### EXERCISE DETAILS
How many lines in the records below contain the string "brim"? Reply with the number alone.

>> Start RAW RECORDS

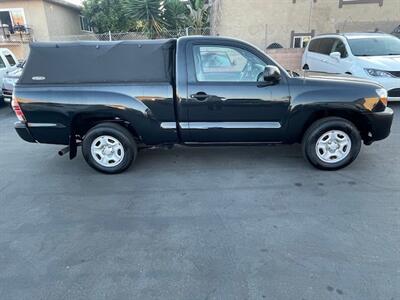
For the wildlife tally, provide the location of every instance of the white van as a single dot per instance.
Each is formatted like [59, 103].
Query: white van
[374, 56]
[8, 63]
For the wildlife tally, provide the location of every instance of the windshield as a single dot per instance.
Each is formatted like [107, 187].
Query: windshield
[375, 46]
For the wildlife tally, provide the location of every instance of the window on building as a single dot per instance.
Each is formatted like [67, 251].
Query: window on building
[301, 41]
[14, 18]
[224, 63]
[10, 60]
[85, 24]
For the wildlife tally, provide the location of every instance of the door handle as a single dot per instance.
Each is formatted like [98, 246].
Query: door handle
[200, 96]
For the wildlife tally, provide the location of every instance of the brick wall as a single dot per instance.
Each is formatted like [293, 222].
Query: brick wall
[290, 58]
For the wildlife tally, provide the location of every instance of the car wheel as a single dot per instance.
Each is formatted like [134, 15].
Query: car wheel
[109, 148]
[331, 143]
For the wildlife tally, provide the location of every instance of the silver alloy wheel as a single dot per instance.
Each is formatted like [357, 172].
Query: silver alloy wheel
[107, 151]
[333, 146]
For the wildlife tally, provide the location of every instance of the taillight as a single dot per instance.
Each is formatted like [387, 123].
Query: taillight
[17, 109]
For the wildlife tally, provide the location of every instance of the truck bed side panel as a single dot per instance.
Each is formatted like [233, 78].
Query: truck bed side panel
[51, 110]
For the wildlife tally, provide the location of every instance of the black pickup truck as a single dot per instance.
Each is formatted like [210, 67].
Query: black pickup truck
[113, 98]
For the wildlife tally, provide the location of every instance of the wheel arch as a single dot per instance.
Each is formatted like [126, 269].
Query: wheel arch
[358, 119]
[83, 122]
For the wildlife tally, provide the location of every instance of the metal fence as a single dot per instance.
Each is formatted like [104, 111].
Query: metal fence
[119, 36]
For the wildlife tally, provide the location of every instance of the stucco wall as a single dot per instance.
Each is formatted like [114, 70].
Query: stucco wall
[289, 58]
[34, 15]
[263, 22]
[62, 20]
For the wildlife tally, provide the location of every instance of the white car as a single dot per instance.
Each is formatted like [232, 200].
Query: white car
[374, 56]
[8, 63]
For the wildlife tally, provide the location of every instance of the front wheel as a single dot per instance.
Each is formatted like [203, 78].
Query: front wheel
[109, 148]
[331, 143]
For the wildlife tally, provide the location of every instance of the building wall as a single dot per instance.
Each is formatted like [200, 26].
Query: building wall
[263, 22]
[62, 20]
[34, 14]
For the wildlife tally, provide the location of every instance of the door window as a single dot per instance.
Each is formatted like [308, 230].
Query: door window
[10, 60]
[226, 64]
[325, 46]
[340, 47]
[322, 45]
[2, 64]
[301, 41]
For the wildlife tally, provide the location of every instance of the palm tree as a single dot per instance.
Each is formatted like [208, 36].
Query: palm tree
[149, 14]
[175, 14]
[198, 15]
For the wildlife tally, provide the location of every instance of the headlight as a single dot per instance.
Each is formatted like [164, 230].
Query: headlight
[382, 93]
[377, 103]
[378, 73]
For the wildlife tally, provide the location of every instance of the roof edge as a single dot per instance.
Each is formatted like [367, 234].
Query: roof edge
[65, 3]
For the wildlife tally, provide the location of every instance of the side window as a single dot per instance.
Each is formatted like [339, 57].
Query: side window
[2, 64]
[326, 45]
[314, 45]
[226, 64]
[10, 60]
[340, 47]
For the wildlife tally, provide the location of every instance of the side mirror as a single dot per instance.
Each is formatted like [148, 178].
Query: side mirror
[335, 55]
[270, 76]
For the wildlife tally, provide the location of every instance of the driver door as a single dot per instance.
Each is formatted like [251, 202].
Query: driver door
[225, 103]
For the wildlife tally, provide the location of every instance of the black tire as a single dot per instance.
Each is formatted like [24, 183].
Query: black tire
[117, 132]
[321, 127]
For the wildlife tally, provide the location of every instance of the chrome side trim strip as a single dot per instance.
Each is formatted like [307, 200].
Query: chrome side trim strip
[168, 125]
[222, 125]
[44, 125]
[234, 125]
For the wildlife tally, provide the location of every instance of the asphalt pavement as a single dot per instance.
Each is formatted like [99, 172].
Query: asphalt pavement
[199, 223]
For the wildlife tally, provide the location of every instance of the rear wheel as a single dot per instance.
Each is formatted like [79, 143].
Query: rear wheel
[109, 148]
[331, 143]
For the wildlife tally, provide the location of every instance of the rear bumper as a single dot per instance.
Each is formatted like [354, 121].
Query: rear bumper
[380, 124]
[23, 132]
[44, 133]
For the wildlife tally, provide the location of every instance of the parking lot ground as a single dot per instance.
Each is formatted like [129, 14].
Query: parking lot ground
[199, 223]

>> End RAW RECORDS
>> Start RAW RECORDS

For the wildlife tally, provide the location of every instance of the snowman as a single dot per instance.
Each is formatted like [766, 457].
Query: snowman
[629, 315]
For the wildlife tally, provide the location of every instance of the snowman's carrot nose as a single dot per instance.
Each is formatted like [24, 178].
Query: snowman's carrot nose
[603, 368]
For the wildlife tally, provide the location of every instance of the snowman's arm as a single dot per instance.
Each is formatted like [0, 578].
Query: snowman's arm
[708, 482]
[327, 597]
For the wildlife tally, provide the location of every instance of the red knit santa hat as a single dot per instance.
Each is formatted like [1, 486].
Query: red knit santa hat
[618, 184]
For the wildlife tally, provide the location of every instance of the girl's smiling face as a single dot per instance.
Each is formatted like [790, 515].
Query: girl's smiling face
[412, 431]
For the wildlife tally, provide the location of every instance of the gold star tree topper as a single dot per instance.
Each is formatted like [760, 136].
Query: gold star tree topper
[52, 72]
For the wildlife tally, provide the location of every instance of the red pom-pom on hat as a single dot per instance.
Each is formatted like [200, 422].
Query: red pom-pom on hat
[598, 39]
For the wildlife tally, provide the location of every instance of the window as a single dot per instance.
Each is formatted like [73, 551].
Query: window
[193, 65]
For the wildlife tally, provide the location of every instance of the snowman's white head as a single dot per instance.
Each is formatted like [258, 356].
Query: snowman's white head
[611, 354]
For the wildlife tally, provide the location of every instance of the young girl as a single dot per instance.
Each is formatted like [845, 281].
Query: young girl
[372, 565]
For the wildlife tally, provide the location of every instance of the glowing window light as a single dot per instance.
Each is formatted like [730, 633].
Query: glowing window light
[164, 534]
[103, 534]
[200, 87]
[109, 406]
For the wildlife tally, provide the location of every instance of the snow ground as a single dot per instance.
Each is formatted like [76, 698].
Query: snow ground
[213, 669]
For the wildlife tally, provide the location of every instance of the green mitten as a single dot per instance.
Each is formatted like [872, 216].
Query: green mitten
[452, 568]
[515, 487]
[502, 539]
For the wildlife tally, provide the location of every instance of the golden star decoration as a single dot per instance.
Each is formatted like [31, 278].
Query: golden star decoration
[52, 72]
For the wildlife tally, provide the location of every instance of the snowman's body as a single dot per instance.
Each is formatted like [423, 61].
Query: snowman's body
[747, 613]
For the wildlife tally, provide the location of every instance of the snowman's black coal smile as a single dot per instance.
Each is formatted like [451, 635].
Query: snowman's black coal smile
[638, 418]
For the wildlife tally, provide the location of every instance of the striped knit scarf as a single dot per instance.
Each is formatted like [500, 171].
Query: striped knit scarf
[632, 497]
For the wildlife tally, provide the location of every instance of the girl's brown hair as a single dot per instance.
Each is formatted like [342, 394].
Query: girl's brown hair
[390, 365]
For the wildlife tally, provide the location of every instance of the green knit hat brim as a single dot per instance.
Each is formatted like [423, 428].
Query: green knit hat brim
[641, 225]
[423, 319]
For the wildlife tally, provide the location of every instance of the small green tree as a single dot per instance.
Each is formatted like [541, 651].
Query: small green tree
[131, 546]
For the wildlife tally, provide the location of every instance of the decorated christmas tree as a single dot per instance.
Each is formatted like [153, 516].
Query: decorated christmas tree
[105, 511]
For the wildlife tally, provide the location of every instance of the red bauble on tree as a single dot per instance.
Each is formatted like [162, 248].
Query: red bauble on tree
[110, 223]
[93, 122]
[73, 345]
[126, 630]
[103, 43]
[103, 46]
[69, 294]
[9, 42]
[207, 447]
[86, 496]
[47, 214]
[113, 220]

>> End RAW RECORDS

### ANSWER TO THIS EXERCISE
2